▶ Text shown

----

Here is how Burns interprets the results of the anger survey.

0 – 45: The amount of anger and annoyance you generally experience is remarkably low.
46 – 55: You are substantially more peaceful than the average person.
56 – 75: You respond to life’s annoyances with an average amount of anger.
76 – 85: You frequently react in an angry way.
86 – 100: You are plagued by intense fury. You probably harbor negative feelings and grudges.

My total score is 41. I am not very irritable. This is surprising in some ways, but makes sense when I think about it. I may bitch and moan often, but I’m rarely truly upset. I say what I think and move on. I do not dwell on anger.

Kris and I talked about this survey after I took it. We decided that we both have similar approaches to anger. Neither of us gets angry very often, but what we do that may be unusual is that we openly express how we feel. If something irritates us, we express our displeasure instead of holding it in. We suspect that most other people hold it in. (Note that we do, of course, hold in our frustrations in certain circumstances.)

I believe that most people are taught to keep their feelings — good and bad — under wraps. If they’re excited about something, they remain restrained. If something makes them angry, they do not let it show. Many people dislike confrontation, especially if the confrontation is somehow negative. I’m not like that. I usually wear my heart on my sleeve. I don’t know what good it does to keep irritation inside.

How did you score on the anger assessment survey?

Updated: 18 October 2005

Do what's right. Do your best. Accept the outcome.

----

▶ Exercise set
1. Transcribe the anger survey post from the words "0 – 45: The" up to and including "dwell on anger.".
2. In the anger survey post, what total score did the writer get?

▶ Material shown

----

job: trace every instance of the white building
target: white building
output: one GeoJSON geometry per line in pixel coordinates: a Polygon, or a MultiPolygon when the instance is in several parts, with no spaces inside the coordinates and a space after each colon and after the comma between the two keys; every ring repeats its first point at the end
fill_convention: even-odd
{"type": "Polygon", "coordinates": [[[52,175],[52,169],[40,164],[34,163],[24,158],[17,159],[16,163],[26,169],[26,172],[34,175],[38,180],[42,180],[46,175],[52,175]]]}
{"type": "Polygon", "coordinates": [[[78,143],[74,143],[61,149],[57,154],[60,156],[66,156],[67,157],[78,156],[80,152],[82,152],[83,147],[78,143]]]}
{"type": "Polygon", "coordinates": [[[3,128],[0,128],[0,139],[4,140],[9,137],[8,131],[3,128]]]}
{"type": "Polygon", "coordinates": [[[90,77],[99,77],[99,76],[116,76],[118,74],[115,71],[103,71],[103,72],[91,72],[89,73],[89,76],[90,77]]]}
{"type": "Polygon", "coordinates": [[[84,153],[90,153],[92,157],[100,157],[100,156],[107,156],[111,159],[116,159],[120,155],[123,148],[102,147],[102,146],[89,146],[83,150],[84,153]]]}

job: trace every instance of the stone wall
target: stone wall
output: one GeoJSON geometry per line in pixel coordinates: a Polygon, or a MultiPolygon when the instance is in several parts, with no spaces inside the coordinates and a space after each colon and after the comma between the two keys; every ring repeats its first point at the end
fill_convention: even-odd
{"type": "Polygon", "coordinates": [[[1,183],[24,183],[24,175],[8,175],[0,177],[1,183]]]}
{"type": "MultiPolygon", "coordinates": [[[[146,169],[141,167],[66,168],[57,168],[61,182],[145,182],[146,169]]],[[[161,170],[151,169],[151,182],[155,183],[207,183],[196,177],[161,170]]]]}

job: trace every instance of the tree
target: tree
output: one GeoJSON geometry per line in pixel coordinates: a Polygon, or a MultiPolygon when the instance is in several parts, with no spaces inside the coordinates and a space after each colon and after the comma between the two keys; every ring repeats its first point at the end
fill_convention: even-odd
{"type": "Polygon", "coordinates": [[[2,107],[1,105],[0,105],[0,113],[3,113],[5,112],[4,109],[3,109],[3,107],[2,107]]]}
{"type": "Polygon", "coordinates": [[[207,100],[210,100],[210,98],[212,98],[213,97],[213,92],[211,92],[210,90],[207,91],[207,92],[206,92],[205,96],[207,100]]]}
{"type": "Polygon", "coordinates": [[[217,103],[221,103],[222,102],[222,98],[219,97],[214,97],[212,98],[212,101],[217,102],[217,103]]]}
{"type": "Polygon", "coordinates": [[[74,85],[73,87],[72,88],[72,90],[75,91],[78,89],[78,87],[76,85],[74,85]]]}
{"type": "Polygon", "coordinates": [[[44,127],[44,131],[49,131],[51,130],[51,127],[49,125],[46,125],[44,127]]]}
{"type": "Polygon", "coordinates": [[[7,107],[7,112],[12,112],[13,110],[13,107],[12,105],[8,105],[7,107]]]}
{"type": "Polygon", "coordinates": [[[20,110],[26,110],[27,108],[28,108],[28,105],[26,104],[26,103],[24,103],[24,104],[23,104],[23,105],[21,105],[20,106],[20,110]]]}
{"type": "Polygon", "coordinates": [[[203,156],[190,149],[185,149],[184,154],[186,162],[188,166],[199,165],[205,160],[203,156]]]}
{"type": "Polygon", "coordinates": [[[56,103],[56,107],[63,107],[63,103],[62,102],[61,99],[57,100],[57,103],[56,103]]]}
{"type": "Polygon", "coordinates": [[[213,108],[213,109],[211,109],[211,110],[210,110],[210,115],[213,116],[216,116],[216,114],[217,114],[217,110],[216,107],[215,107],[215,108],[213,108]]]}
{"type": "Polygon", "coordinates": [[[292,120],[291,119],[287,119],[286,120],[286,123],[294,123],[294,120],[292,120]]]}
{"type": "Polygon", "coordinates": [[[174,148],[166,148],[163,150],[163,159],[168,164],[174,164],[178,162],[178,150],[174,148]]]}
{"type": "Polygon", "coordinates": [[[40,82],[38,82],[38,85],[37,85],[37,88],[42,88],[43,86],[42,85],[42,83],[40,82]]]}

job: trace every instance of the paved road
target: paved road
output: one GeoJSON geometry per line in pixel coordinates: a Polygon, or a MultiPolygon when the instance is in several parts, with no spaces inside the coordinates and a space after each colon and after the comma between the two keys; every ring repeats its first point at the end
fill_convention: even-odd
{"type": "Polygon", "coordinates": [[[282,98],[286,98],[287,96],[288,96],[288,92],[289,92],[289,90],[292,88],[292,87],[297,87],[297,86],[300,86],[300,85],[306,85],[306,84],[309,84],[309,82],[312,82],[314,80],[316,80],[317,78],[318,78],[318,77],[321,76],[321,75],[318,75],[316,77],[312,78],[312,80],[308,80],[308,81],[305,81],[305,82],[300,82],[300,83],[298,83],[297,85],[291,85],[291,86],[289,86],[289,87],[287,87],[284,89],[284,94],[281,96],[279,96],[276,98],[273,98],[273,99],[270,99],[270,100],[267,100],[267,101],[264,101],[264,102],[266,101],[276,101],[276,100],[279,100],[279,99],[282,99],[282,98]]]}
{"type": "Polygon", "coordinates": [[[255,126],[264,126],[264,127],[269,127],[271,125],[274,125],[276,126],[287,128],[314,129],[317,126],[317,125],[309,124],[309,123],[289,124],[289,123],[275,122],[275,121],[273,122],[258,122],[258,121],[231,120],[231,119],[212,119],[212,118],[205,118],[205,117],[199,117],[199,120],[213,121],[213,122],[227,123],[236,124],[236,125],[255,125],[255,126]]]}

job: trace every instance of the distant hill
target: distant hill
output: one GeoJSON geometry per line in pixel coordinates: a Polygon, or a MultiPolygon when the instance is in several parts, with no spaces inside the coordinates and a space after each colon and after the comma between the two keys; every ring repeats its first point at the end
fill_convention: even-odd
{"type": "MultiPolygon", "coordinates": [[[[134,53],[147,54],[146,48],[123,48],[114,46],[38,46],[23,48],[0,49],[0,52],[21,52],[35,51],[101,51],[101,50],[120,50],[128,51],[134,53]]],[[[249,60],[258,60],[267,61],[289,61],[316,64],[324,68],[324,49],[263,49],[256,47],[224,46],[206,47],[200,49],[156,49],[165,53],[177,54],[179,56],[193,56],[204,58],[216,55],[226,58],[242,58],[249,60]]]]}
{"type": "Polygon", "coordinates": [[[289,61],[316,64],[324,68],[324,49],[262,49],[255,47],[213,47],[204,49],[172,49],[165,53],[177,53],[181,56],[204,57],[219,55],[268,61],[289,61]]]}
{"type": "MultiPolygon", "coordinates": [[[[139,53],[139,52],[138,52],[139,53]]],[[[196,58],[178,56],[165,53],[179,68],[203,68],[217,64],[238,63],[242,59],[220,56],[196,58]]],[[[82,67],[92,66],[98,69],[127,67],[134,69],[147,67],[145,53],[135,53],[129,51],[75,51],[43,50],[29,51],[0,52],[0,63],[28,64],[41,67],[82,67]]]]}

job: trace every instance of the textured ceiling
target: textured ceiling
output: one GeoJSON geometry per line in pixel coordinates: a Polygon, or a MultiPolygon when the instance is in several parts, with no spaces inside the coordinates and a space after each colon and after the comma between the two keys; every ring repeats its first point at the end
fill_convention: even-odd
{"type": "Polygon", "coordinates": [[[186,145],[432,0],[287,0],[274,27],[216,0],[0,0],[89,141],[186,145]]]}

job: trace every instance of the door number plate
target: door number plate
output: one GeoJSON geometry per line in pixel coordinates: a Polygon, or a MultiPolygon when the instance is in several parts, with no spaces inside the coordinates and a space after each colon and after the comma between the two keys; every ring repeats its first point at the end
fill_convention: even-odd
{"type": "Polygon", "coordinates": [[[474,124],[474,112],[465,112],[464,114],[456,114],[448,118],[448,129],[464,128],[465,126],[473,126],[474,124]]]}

----

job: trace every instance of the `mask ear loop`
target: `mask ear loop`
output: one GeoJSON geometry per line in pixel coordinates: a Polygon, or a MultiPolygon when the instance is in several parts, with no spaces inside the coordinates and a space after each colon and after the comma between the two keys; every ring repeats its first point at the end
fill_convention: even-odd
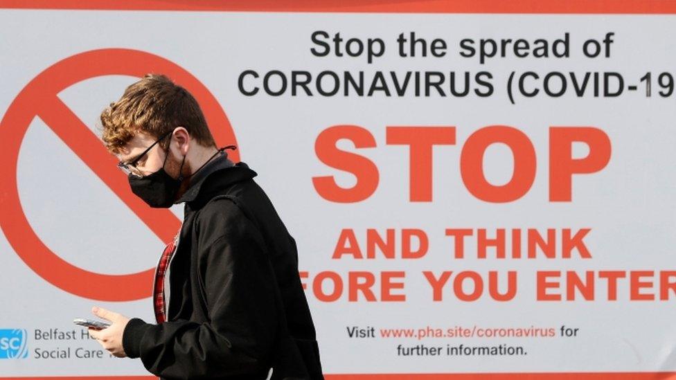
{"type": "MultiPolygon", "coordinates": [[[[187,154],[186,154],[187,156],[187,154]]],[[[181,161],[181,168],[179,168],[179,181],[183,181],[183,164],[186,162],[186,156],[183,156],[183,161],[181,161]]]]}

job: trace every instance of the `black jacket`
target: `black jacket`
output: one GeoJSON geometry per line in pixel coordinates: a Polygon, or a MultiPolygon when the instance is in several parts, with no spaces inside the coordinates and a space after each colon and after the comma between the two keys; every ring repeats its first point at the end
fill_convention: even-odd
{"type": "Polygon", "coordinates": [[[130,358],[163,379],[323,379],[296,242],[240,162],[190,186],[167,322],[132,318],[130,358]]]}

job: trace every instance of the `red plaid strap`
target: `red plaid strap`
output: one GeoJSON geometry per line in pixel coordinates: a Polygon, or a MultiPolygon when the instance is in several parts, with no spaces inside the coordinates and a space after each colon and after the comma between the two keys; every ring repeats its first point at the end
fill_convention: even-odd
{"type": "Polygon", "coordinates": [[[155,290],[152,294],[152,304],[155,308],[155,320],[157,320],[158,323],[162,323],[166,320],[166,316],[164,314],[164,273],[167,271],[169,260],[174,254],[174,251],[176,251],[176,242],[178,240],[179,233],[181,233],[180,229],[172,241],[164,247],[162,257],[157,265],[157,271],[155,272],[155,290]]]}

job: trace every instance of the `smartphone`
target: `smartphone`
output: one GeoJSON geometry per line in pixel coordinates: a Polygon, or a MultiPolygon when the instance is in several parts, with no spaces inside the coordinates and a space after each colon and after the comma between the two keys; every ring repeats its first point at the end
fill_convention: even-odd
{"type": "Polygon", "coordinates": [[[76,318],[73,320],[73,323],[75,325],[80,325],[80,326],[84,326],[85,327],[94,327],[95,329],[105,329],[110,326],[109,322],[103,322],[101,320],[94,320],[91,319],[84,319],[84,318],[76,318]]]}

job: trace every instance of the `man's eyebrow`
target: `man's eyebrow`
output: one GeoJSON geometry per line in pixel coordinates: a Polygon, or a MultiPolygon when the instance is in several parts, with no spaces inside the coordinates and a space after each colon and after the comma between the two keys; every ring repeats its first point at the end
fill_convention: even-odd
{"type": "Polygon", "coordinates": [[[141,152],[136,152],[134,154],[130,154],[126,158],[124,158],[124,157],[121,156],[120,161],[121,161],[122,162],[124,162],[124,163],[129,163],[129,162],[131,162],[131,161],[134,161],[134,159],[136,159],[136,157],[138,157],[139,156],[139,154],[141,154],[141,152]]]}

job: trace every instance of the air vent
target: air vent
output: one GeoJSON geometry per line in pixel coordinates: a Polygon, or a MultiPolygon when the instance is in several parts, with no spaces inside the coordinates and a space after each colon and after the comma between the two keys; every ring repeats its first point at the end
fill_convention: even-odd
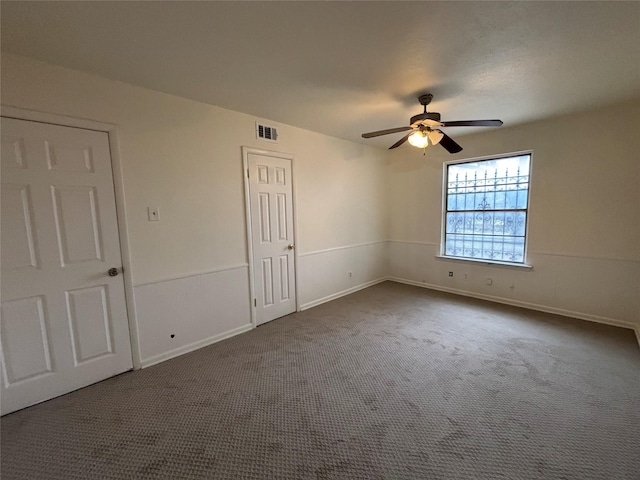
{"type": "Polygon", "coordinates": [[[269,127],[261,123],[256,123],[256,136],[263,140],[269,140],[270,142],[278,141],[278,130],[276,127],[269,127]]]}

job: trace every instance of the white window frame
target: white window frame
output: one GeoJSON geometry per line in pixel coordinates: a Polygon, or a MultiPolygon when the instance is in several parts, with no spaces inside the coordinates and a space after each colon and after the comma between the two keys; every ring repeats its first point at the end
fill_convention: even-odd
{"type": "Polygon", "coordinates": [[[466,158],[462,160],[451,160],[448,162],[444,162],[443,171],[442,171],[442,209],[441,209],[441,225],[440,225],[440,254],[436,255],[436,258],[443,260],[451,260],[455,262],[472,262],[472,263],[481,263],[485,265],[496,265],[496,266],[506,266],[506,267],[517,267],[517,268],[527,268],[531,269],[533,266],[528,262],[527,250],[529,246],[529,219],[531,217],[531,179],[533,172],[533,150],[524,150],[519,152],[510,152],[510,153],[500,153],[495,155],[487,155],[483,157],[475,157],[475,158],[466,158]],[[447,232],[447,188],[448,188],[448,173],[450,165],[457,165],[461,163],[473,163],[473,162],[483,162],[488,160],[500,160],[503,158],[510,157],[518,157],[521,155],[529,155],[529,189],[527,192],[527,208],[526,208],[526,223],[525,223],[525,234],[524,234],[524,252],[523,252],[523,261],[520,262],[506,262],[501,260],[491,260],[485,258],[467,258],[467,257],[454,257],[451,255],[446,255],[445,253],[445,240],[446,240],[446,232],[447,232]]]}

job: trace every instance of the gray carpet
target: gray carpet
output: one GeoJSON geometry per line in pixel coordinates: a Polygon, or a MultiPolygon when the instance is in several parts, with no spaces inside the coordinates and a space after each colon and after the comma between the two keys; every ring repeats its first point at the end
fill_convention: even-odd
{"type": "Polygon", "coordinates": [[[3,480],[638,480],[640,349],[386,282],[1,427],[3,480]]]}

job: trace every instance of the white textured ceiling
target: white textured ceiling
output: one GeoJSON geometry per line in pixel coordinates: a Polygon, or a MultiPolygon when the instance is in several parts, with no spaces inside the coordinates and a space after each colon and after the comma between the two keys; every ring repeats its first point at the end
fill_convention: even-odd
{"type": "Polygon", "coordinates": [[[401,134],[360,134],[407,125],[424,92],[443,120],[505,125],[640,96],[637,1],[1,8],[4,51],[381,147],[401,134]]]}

----

▶ Responses per task
1.
0 – 45: The amount of anger and annoyance you generally experience is remarkably low.
46 – 55: You are substantially more peaceful than the average person.
56 – 75: You respond to life’s annoyances with an average amount of anger.
76 – 85: You frequently react in an angry way.
86 – 100: You are plagued by intense fury. You probably harbor negative feelings and grudges.

My total score is 41. I am not very irritable. This is surprising in some ways, but makes sense when I think about it. I may bitch and moan often, but I’m rarely truly upset. I say what I think and move on. I do not dwell on anger.

2. 41